- Fragmento del documento -
Hoy, queridos hermanos y hermanas, quiero daros la bienvenida porque he visto entre vosotros a numerosas familias, ¡buenos días a todas las familias! Seguimos reflexionando sobre la familia. Hoy nos detenemos a reflexionar sobre una característica esencial de la familia, o sea su natural vocación a educar a los hijos para que crezcan en la responsabilidad de sí mismos y de los demás. Lo que hemos escuchado del apóstol Pablo, al inicio, es muy bonito: «Hijos, obedeced a vuestros padres en todo, que eso agrada al Señor. Padres, no exasperéis a vuestros hijos, no sea que pierdan el ánimo» (Col 3, 20-21). Esta es una regla sabia: el hijo educado en la escucha y obediencia a los padres, quienes no tienen que mandar de mala manera, para no desanimar a los hijos. Los hijos, en efecto, deben crecer sin desalentarse, paso a paso. Si vosotros padres decís a los hijos: «Subamos por aquella escalera» y los tomáis de la mano y paso a paso los hacéis subir, las cosas irán bien. Pero si vosotros decís: «¡Vamos, sube!» — «Pero no puedo» — «¡Sigue!», esto se llama exasperar a los hijos, pedir a los hijos lo que no son capaces de hacer. Por ello, la relación entre padres e hijos debe ser de una sabiduría y un equilibrio muy grande. Hijos, obedeced a los padres, esto quiere Dios. Y vosotros padres, no exasperéis a los hijos, pidiéndoles cosas que no pueden hacer. Y esto hay que hacerlo para que los hijos crezcan en la responsabilidad de sí mismo y de los demás.

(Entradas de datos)
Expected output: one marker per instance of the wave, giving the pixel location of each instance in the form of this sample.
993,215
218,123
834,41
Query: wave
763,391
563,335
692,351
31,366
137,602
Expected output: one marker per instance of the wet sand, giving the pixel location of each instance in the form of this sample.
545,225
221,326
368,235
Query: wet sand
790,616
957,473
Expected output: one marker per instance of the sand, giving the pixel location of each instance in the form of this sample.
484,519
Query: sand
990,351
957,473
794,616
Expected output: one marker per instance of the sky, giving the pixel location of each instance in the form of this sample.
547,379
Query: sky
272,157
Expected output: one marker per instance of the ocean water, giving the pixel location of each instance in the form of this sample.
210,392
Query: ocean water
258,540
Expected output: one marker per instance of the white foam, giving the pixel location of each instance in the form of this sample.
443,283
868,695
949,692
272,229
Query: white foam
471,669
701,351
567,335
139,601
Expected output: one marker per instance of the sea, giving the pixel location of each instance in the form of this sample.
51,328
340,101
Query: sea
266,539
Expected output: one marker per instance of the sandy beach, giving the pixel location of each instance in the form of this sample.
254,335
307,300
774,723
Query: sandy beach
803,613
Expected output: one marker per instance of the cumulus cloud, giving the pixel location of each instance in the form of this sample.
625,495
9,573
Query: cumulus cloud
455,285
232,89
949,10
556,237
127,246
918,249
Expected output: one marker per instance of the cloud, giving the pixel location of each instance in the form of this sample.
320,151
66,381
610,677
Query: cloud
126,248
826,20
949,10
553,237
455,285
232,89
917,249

- Qué debes hacer -
A - Según el fragmento sobre la educación en la familia, ¿qué se llama exasperar a los hijos?
B - Prosigue el fragmento sobre la educación en la familia a partir de su última oración.

- En respuesta -
A - Pedir a los hijos lo que no son capaces de hacer.

B -
Parecería una constatación obvia, sin embargo, incluso en nuestro tiempo, no faltan dificultades. Es difícil para los padres educar a los hijos que sólo ven por la noche, cuando regresan a casa cansados del trabajo. ¡Los que tienen la suerte de tener trabajo! Es aún más difícil para los padres separados, que cargan el peso de su condición: pobres, tuvieron dificultades, se separaron y muchas veces toman al hijo como rehén, y el papá le habla mal de la mamá y la mamá le habla mal del papá, y se hace mucho mal. A los padres separados les digo: jamás, jamás, jamás tomar el hijo como rehén. Os habéis separado por muchas dificultades y motivos, la vida os ha dado esta prueba, pero que no sean los hijos quienes carguen el peso de esta separación, que no sean usados como rehenes contra el otro cónyuge, que crezcan escuchando que la mamá habla bien del papá, aunque no estén juntos, y que el papá habla bien de la mamá. Para los padres separados esto es muy importante y muy difícil, pero pueden hacerlo.


Pero, sobre todo, la pregunta: ¿cómo educar? ¿Qué tradición tenemos hoy para transmitir a nuestros hijos?


Intelectuales «críticos» de todo tipo han acallado a los padres de mil formas, para defender a las jóvenes generaciones de los daños —verdaderos o presuntos— de la educación familiar. La familia ha sido acusada, entre otras cosas, de autoritarismo, favoritismo, conformismo y represión afectiva que genera conflictos.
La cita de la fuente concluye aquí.